= Beginning of Section =

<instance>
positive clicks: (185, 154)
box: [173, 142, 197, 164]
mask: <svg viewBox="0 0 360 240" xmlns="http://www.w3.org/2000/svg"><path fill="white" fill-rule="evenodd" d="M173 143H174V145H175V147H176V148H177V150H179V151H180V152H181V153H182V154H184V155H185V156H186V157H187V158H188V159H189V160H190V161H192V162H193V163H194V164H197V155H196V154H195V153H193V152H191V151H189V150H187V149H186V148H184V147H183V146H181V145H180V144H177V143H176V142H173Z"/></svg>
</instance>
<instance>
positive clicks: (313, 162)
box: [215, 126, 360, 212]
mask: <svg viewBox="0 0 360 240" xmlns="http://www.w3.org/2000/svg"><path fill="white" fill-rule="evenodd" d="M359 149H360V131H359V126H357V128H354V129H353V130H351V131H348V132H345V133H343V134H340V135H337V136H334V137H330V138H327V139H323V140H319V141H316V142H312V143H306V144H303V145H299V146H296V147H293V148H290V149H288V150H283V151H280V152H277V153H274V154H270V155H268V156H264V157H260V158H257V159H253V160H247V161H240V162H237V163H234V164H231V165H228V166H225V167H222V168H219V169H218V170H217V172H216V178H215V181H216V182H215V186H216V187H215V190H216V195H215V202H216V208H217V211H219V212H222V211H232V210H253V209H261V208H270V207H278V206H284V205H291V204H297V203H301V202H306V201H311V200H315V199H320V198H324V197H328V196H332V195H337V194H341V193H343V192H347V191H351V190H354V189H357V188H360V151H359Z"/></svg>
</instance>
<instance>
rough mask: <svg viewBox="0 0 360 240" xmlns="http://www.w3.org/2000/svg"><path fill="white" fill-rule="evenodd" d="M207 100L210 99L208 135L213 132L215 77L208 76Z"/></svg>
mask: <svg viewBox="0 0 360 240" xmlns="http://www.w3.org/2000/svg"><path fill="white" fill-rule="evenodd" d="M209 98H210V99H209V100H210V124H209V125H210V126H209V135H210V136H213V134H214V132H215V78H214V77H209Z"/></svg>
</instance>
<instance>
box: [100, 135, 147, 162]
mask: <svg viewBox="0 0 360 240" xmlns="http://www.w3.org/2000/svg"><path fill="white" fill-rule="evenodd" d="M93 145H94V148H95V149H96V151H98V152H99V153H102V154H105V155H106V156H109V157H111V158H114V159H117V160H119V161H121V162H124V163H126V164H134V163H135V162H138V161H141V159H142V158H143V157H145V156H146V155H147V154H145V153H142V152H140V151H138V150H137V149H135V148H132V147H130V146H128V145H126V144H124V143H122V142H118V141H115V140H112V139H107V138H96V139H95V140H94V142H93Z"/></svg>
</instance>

= End of Section =

HOW TO COMPLETE THIS TASK — Please write out all the data above, exactly as it reads.

RESPONSE TO THE TASK —
<instance>
positive clicks: (185, 154)
box: [173, 142, 197, 164]
mask: <svg viewBox="0 0 360 240" xmlns="http://www.w3.org/2000/svg"><path fill="white" fill-rule="evenodd" d="M173 143H174V145H175V147H176V148H177V150H179V151H180V152H181V153H182V154H184V155H185V156H186V157H187V158H188V159H189V160H190V161H192V162H193V163H194V164H197V155H196V154H195V153H193V152H191V151H189V150H187V149H186V148H184V147H183V146H181V145H180V144H177V143H176V142H173Z"/></svg>
</instance>
<instance>
positive clicks: (313, 162)
box: [215, 126, 360, 212]
mask: <svg viewBox="0 0 360 240" xmlns="http://www.w3.org/2000/svg"><path fill="white" fill-rule="evenodd" d="M359 149H360V131H359V126H357V128H354V129H353V130H351V131H348V132H345V133H343V134H340V135H337V136H334V137H330V138H327V139H323V140H319V141H316V142H312V143H306V144H303V145H299V146H296V147H293V148H290V149H288V150H283V151H280V152H277V153H274V154H270V155H268V156H264V157H260V158H257V159H253V160H247V161H240V162H237V163H234V164H231V165H228V166H225V167H222V168H219V169H218V170H217V172H216V178H215V181H216V182H215V186H216V187H215V190H216V195H215V202H216V208H217V211H219V212H222V211H232V210H253V209H261V208H270V207H278V206H284V205H291V204H297V203H301V202H306V201H311V200H315V199H320V198H324V197H328V196H332V195H337V194H341V193H343V192H347V191H351V190H354V189H357V188H360V151H359Z"/></svg>
</instance>
<instance>
rough mask: <svg viewBox="0 0 360 240" xmlns="http://www.w3.org/2000/svg"><path fill="white" fill-rule="evenodd" d="M207 100L210 99L208 135L213 132L215 77L208 76Z"/></svg>
mask: <svg viewBox="0 0 360 240" xmlns="http://www.w3.org/2000/svg"><path fill="white" fill-rule="evenodd" d="M209 98H210V99H209V100H210V124H209V125H210V126H209V135H210V136H213V134H214V132H215V78H214V77H209Z"/></svg>
</instance>
<instance>
box: [100, 135, 147, 162]
mask: <svg viewBox="0 0 360 240" xmlns="http://www.w3.org/2000/svg"><path fill="white" fill-rule="evenodd" d="M93 145H94V148H95V149H96V151H98V152H99V153H102V154H105V155H106V156H109V157H111V158H114V159H117V160H119V161H121V162H124V163H126V164H134V163H135V162H138V161H141V159H142V158H143V157H145V156H146V155H147V154H145V153H142V152H140V151H138V150H137V149H135V148H132V147H130V146H128V145H126V144H124V143H122V142H118V141H115V140H112V139H107V138H96V139H95V140H94V142H93Z"/></svg>
</instance>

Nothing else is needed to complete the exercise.